(Data supplied Opens)
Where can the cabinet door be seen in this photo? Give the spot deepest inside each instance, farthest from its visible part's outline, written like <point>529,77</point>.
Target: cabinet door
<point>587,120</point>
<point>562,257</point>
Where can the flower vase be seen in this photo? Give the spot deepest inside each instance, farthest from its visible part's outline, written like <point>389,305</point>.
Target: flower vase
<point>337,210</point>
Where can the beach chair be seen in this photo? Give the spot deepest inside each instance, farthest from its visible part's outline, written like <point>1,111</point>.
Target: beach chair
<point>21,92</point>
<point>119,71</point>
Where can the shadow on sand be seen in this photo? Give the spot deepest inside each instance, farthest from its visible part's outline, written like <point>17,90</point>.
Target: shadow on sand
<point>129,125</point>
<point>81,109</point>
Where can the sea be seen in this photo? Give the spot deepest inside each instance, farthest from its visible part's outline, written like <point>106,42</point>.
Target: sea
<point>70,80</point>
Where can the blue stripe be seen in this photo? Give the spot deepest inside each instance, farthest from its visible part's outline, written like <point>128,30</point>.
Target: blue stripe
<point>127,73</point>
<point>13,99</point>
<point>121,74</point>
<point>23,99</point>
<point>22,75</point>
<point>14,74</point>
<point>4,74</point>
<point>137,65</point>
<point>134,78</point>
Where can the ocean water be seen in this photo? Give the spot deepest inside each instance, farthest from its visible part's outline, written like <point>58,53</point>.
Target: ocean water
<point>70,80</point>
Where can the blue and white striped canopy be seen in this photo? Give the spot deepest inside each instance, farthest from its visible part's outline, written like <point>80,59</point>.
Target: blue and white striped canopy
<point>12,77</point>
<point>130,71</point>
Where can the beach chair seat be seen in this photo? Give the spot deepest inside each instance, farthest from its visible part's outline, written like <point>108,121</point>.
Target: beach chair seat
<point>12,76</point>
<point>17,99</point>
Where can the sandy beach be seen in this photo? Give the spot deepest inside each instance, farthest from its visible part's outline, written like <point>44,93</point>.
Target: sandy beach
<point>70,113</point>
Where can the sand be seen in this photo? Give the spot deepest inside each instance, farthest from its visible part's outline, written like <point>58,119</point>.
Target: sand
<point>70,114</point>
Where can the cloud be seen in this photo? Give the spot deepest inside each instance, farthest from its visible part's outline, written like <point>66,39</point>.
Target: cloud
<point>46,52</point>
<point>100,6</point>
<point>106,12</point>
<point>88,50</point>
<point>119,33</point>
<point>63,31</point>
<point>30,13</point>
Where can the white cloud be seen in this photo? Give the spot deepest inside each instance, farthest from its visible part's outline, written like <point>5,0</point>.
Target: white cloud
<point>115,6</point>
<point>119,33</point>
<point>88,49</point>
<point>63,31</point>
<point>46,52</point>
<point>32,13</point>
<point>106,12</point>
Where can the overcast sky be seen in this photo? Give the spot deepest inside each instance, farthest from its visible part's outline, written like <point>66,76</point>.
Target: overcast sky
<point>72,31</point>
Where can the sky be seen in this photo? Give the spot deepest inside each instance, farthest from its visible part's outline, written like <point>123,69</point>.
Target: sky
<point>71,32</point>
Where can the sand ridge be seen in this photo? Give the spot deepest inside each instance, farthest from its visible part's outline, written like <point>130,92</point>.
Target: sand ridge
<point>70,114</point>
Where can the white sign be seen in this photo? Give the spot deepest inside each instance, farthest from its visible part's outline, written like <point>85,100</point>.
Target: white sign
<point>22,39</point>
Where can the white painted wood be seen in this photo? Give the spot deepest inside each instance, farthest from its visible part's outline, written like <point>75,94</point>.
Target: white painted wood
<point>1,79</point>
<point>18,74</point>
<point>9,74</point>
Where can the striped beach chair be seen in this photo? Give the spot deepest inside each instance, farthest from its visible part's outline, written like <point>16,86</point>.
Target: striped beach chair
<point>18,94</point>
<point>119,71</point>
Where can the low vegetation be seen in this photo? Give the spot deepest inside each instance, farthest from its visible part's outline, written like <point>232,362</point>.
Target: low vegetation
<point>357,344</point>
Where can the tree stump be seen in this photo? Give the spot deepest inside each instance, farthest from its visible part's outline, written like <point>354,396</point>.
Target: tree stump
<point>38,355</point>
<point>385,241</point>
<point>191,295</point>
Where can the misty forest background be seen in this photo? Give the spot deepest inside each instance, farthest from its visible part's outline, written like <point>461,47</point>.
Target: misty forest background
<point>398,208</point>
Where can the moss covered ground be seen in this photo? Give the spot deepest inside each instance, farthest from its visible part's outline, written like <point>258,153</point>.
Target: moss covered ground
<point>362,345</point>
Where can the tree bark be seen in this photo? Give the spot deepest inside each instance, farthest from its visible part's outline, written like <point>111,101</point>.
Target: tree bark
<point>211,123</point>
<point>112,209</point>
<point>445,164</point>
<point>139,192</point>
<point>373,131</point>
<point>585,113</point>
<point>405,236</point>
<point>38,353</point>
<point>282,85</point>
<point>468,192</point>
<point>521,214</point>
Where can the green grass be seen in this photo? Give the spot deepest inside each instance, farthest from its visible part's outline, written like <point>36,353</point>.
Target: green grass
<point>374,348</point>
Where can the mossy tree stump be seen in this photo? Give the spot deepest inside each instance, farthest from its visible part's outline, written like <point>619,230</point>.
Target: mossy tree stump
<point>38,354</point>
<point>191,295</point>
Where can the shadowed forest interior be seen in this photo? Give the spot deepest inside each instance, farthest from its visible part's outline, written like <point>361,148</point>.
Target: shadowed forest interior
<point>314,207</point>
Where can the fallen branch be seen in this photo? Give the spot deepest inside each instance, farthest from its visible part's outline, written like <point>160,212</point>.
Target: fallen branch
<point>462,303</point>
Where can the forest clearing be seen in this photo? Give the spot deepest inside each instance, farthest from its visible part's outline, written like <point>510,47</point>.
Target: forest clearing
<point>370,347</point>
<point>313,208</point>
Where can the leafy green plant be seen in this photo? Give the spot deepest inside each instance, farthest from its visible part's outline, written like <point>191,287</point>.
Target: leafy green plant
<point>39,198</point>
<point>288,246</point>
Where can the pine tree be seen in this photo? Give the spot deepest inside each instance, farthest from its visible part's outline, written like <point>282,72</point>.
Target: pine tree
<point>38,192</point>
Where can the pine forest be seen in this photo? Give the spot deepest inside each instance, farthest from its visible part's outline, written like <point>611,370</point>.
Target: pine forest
(Data supplied Closes)
(Data supplied Opens)
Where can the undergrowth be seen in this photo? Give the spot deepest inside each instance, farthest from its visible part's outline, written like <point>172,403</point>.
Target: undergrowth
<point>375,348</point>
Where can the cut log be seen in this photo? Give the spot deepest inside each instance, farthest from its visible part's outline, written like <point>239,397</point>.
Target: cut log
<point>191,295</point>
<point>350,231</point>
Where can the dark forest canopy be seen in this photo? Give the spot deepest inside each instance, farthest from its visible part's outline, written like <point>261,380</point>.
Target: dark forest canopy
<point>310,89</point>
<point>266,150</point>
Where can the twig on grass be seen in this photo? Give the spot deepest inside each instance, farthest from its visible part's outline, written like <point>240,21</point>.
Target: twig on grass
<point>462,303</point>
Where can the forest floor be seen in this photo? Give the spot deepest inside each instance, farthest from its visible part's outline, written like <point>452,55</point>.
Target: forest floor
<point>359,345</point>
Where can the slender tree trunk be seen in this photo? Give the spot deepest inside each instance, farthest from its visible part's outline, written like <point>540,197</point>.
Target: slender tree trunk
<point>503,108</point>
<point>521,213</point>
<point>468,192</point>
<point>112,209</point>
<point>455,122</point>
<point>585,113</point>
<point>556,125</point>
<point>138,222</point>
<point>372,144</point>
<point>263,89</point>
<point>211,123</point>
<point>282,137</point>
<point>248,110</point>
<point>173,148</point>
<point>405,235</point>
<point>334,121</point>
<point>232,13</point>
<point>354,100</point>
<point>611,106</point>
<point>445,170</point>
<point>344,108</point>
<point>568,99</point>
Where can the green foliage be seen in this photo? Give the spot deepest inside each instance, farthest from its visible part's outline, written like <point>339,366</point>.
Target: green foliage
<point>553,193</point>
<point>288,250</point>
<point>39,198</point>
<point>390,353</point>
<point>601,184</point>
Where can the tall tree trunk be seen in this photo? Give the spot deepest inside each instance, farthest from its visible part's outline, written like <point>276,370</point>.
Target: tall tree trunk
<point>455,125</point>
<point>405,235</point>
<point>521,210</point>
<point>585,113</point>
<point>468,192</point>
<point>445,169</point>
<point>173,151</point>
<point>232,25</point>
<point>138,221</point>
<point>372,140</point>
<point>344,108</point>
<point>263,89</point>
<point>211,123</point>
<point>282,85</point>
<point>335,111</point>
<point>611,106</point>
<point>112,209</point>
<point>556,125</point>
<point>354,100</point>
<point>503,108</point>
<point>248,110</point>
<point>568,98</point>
(Data supplied Closes)
» Task objective: Return word for word the lines above from the line with "Where can the twig" to the line with "Where can the slender", including both and leaving out all others.

» Response area:
Where can the twig on grass be seen in this photo? Give the spot deepest inside each instance, farthest from its visible part's outline, written like <point>240,21</point>.
Target: twig on grass
<point>462,303</point>
Where can the forest floor be seen in this photo? Give the spot deepest inside each instance, farthest from its visible part's outline, written like <point>452,55</point>.
Target: forest floor
<point>359,345</point>
Where can the slender tree trunk be seen in this photo? Give the spot deepest inside each instance, farthest from its visible part's outline, written like <point>540,197</point>.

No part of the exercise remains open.